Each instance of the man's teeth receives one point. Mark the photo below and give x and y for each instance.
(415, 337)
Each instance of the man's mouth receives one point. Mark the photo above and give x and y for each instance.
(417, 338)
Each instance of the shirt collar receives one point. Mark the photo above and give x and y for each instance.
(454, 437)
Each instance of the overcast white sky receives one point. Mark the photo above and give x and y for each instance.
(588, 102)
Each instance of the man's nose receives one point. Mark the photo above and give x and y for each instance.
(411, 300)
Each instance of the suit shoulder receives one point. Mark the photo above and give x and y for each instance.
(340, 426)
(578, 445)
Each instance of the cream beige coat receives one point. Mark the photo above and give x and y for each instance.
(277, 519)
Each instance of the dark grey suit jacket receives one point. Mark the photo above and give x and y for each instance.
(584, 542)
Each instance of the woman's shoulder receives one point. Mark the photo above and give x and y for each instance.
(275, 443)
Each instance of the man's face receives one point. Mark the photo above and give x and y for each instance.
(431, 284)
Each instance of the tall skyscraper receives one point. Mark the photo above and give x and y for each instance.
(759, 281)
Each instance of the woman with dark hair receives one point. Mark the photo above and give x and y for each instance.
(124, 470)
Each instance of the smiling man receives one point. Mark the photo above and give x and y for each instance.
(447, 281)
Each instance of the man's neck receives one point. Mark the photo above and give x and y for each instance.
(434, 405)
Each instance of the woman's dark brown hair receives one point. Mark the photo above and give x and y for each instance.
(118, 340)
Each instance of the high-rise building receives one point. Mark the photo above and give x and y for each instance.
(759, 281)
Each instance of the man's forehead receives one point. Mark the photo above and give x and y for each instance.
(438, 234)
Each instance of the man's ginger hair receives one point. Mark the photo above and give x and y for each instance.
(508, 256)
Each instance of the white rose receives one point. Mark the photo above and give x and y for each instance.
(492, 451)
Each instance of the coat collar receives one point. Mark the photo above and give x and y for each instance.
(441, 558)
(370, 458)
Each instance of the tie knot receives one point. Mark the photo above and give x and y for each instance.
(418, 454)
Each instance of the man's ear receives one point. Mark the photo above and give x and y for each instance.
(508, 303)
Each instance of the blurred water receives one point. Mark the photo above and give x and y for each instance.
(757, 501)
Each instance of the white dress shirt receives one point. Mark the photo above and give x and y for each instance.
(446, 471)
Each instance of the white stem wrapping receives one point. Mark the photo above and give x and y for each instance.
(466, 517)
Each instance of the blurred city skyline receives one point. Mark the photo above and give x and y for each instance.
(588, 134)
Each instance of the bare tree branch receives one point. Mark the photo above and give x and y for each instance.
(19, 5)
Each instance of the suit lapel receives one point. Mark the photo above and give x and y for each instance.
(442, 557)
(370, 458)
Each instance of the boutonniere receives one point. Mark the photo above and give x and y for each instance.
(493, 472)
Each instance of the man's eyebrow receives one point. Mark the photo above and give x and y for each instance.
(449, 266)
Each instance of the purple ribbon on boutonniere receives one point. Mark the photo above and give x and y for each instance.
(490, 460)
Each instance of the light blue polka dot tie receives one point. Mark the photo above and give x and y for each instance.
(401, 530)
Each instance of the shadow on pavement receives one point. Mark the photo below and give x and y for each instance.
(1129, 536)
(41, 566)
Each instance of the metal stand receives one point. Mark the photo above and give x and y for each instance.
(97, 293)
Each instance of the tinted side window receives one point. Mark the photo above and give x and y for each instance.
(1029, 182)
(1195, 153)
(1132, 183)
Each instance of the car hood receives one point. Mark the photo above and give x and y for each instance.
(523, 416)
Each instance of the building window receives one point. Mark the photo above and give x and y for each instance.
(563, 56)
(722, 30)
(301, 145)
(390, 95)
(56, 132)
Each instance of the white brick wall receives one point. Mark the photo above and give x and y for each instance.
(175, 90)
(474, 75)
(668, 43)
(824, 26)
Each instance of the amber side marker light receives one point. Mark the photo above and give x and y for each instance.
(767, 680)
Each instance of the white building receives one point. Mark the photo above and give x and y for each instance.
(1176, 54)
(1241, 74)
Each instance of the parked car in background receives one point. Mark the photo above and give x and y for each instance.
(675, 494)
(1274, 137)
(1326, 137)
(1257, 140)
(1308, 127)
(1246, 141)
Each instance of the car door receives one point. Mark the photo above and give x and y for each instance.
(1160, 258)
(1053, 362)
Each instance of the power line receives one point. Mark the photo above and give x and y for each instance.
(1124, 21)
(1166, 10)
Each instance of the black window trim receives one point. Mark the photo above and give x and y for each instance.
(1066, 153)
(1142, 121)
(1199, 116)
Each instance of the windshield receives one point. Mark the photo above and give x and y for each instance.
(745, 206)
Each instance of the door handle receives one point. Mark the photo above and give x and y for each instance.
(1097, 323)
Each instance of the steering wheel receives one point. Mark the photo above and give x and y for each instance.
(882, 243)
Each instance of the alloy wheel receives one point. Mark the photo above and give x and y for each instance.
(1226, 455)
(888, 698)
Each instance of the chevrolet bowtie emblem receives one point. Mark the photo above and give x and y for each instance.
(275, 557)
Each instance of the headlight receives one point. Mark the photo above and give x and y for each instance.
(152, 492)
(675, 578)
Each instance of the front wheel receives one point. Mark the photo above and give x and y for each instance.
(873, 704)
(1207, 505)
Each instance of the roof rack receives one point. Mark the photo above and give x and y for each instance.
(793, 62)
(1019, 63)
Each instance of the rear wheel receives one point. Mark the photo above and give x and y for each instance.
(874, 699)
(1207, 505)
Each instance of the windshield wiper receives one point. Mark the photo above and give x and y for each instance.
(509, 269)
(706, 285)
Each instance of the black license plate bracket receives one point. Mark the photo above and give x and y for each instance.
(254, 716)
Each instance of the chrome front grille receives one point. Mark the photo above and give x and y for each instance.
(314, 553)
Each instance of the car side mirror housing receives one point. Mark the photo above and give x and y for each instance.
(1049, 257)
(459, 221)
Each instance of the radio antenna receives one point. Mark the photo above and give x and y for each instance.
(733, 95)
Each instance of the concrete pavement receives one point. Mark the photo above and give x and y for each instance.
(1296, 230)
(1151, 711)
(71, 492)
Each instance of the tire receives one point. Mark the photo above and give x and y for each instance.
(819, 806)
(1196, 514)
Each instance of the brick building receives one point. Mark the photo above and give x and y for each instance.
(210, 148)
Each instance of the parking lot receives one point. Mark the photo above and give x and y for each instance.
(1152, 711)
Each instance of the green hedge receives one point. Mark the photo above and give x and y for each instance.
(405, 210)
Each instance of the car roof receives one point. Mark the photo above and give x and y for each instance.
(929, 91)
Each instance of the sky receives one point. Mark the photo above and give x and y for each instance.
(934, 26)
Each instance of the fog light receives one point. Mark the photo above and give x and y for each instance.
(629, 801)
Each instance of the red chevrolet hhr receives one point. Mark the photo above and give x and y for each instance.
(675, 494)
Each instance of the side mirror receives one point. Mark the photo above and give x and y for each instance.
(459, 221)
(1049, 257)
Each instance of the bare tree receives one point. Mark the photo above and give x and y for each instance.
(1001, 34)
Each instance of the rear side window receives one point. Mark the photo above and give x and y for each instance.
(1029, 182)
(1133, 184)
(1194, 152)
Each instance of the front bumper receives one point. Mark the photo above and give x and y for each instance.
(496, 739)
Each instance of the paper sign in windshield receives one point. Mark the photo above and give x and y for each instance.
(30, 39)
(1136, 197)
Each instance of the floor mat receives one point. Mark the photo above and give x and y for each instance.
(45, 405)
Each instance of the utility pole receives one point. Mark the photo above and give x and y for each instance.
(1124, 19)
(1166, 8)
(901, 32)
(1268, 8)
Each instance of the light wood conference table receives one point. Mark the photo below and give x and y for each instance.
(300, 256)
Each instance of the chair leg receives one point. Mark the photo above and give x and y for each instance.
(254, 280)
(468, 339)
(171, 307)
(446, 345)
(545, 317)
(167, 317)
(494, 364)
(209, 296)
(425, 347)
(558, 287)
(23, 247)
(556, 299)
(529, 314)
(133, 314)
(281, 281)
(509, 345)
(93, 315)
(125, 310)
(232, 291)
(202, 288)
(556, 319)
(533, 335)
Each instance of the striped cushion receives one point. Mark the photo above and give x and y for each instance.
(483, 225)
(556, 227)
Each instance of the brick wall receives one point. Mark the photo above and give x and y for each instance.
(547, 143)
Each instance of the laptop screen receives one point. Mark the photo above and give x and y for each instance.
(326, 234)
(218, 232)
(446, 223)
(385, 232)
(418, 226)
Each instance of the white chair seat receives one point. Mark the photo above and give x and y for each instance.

■ ■ ■ ■ ■ ■ ■

--- Task ---
Nothing but the lines from the one with "Each instance of the floor" through the final line of the data above should be output, exactly as written.

--- Reply ---
Each instance of the floor mat receives one point. Mark the photo above and give x and y for each instance.
(45, 405)
Each instance of the utility pole receives one point. Mark the photo above and give x and y for each instance.
(1124, 19)
(1166, 8)
(901, 32)
(1268, 8)
Each instance of the light wood conference table receives one point. Mark the photo below and give x and y for each instance.
(300, 256)
Each instance of the chair leg receives one point. Mark the photo above and give x and y for each instance.
(254, 280)
(468, 339)
(171, 307)
(446, 345)
(545, 317)
(167, 317)
(494, 364)
(209, 296)
(425, 347)
(558, 287)
(23, 247)
(556, 299)
(529, 314)
(133, 314)
(281, 281)
(509, 345)
(93, 315)
(125, 310)
(232, 291)
(202, 288)
(556, 319)
(533, 335)
Each instance of the striped cushion receives one point. Mark the photo above and give x and y for each instance.
(483, 225)
(556, 227)
Each instance of the brick wall receives one point. Mark the photo above and give x and y for each instance.
(547, 143)
Each instance of the laptop screen receives one point. Mark the photo above and give x and y for each instance.
(326, 234)
(218, 232)
(446, 223)
(385, 232)
(418, 226)
Each instance of the white chair seat receives one point. Mark the photo above and give x and y for each instance.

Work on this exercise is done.